Task description
Repeat all of the data word for word so that only the pictures are missing from the copy.

Data under study
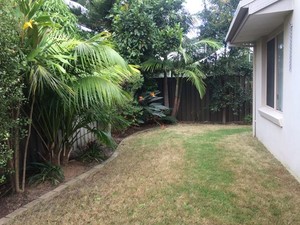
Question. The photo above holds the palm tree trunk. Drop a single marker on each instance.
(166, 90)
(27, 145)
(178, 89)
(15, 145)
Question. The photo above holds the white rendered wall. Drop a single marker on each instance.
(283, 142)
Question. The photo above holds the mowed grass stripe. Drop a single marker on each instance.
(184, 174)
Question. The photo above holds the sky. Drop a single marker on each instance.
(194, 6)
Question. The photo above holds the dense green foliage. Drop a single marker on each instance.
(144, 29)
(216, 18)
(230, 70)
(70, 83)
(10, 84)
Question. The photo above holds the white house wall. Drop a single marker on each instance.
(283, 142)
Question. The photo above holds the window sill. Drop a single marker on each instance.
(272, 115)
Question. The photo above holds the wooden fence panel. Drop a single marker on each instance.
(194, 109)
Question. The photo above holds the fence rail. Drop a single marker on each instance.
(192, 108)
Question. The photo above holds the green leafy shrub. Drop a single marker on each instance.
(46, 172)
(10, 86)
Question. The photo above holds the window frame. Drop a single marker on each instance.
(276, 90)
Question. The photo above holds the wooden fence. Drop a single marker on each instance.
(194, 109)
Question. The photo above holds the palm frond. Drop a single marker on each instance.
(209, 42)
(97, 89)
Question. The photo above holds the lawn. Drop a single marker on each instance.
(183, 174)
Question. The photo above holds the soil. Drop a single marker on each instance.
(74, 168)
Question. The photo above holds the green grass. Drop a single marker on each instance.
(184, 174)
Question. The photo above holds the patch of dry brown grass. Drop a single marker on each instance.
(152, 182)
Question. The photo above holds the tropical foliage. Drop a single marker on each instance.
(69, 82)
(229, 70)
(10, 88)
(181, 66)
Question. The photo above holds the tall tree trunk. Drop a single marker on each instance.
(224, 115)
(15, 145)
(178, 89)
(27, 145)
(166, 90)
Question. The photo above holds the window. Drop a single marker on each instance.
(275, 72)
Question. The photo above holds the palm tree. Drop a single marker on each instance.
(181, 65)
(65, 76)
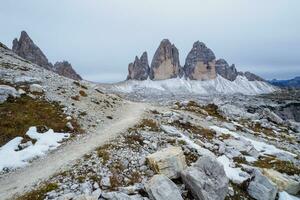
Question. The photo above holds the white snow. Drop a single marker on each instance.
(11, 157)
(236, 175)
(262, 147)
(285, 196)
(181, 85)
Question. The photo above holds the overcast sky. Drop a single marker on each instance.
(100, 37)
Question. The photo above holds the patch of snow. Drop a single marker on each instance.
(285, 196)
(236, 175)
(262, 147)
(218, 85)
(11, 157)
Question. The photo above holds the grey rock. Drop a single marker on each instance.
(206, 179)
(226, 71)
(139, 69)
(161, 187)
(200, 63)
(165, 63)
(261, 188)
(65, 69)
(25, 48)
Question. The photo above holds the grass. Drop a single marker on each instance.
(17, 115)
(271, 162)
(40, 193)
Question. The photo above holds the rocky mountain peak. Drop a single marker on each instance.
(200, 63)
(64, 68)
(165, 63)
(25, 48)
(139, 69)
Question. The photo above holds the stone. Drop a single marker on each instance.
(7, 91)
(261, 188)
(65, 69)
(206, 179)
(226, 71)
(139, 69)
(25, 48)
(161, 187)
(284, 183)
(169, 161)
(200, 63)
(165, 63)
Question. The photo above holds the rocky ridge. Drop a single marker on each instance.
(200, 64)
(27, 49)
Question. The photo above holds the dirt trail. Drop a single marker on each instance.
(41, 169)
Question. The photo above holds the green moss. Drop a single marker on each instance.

Completed task
Question. The photo above holds the palm tree trunk. Drop a single marker on each instance.
(166, 90)
(27, 145)
(178, 89)
(15, 145)
Question. The photo above holds the white rendered wall. Drop a single marker on each instance.
(283, 142)
Question. The photo above holds the mowed grass stripe. Drop a single marker on each instance.
(184, 174)
Question. The photo above holds the sky. Drop a single marker on each instance.
(194, 6)
Question. The photo above holds the dense green foliage. Drop a single marker on each instance.
(144, 29)
(216, 18)
(230, 70)
(70, 83)
(10, 84)
Question. The photo above holds the white house wall. Drop a single marker on each instance.
(283, 142)
Question. The photo above holds the window sill. Drop a single marker on each instance.
(272, 115)
Question. The photo above holds the wooden fence panel. Drop a single marker on each instance.
(194, 109)
Question. The photo above holds the fence rail. Drop a single marker on each instance.
(192, 108)
Question. The photo above holds the green leafy shrub. Drop a single marker on each instance.
(46, 172)
(10, 86)
Question. The photo above holds the window frame. Drop a single marker on each instance.
(276, 90)
Question. The photo above holds the wooden fence. Drop a single marker on each instance.
(194, 109)
Question. The photo above holds the palm frond. Drop a single marker on each instance.
(209, 42)
(97, 89)
Question. The photo above holds the lawn. Drop a single marker on each instance.
(183, 174)
Question. The photo above holds the soil. Drop a single marker on each instance.
(74, 168)
Question. The photo above holds the green grass. Drop a single marker on each instance.
(184, 174)
Question. The photo above holds the patch of dry brown grass. Drop a single marker on each instance.
(152, 182)
Question. The photo above holds the tropical foliage. Drop a single marker on each instance.
(69, 82)
(229, 70)
(10, 88)
(181, 66)
Question. The photo above holds the tall tree trunk. Drop a single marker on each instance.
(224, 115)
(15, 145)
(178, 89)
(27, 145)
(166, 90)
Question. The photo above holds the window. Drop a single marker on each instance.
(275, 72)
Question. The photo above holds the palm tree. Drop a single marker on each instance.
(181, 65)
(65, 76)
Question. The photo above holds the white snow. Drop a single marker on each instance.
(11, 157)
(236, 175)
(262, 147)
(285, 196)
(181, 85)
Question. The photo above holds the overcast sky. Drop a single marker on each instance.
(100, 37)
Question. The photo above holds the patch of snow. Drop a single marker on each instance.
(285, 196)
(236, 175)
(262, 147)
(218, 85)
(11, 157)
Question. The photo above holds the grey rock. Drop a single marker on each instance.
(206, 179)
(226, 71)
(139, 69)
(161, 187)
(200, 63)
(165, 63)
(261, 188)
(65, 69)
(25, 48)
Question. The photo above holds the grass. Drop a single marker on each instance.
(17, 115)
(271, 162)
(40, 193)
Question. The photo above holds the rocky mountain peak. Drop a single marker on each instance.
(200, 63)
(64, 68)
(165, 63)
(25, 48)
(139, 69)
Question. The photo above holds the stone. Drop a single marker on each instance.
(7, 91)
(261, 188)
(65, 69)
(206, 179)
(226, 71)
(139, 69)
(25, 48)
(161, 187)
(284, 183)
(169, 161)
(200, 63)
(165, 63)
Question. The photo above holds the rocky ridge. Drop a single marker on each instance.
(200, 64)
(27, 49)
Question. The photo above holds the dirt trail. Drop a single marker on each instance.
(41, 169)
Question. The photo above holds the green moss. Drop a single marker on each instance.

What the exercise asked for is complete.